The request -
Could you repeat the part of the records below that opens with the line containing "Please mark the man's hand" and closes with the end of the records, swapping "office chair" for "desk chair" and changing nothing else?

— BEGIN Extracted material —

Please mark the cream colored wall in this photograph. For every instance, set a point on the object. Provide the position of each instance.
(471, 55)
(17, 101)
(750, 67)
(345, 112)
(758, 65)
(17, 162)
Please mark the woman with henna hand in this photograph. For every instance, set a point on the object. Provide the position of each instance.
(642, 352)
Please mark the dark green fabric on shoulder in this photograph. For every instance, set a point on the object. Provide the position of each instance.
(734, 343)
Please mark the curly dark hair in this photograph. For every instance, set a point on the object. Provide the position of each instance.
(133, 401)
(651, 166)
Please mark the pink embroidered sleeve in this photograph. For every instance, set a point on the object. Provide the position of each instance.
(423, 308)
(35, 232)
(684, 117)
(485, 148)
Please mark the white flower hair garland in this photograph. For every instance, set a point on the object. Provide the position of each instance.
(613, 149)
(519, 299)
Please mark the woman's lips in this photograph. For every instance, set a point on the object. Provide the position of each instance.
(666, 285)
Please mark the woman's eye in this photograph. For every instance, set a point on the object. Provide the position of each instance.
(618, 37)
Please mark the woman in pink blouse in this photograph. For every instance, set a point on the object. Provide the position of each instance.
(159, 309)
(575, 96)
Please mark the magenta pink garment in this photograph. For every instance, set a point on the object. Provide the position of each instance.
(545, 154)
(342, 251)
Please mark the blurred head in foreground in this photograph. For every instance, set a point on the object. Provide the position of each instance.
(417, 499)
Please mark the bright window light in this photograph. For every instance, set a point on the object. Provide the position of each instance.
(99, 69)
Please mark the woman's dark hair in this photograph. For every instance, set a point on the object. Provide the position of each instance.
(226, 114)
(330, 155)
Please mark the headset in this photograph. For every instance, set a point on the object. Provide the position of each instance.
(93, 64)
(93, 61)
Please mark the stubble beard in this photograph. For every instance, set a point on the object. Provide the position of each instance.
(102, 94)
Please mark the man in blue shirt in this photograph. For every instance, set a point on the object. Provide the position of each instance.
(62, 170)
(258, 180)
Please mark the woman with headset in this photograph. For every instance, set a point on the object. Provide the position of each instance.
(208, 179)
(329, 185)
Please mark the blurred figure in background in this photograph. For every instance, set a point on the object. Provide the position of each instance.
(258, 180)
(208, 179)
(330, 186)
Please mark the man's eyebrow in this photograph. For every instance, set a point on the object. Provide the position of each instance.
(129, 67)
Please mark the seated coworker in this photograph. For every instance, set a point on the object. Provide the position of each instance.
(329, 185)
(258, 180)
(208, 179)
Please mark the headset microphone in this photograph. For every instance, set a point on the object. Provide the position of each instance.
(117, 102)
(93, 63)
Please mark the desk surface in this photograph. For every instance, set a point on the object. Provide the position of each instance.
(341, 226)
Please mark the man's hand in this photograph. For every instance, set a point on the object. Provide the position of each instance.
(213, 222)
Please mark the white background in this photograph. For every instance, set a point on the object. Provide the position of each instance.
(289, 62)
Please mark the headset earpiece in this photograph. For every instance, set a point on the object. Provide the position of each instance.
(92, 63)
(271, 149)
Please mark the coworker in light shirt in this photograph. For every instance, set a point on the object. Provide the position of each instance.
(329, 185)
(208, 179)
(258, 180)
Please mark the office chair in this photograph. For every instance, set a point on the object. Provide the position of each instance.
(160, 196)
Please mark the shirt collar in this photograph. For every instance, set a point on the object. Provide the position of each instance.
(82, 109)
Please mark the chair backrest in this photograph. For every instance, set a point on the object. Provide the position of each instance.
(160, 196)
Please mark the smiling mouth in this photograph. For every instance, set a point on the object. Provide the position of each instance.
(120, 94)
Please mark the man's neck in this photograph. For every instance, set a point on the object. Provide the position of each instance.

— END Extracted material —

Solution to this task -
Please mark the man's hand in this photograph. For every instance, set a point on the object. Provide the position of each instance.
(213, 222)
Please mark the white background in this photograph. For every instance, set a point on the object. Provide the position of each instance.
(289, 62)
Please mark the headset earpiece in this photograph. For every instance, set a point on the object. Provide the position of each instance.
(92, 63)
(271, 149)
Please mark the coworker in light shirt in this photograph. For every instance, set a point on the object. Provide the position of each instance.
(329, 185)
(208, 179)
(258, 180)
Please mark the desk chair in this photograph. For every instance, set a point on the object. Provide the position of each instance.
(160, 196)
Please mark the shirt collar in this photograph. For every instance, set a point on the object. Provide the position of each instance.
(82, 109)
Please mark the chair backrest in this photograph. For every instance, set a point on the object. Provide the position of each instance.
(160, 196)
Please mark the smiling mouth in this photograph. For every instance, set a point on the object. Provide the position of each instance.
(120, 94)
Please mark the man's neck in this photograph. For every instance, set a point on the object. Provide the position of each instance.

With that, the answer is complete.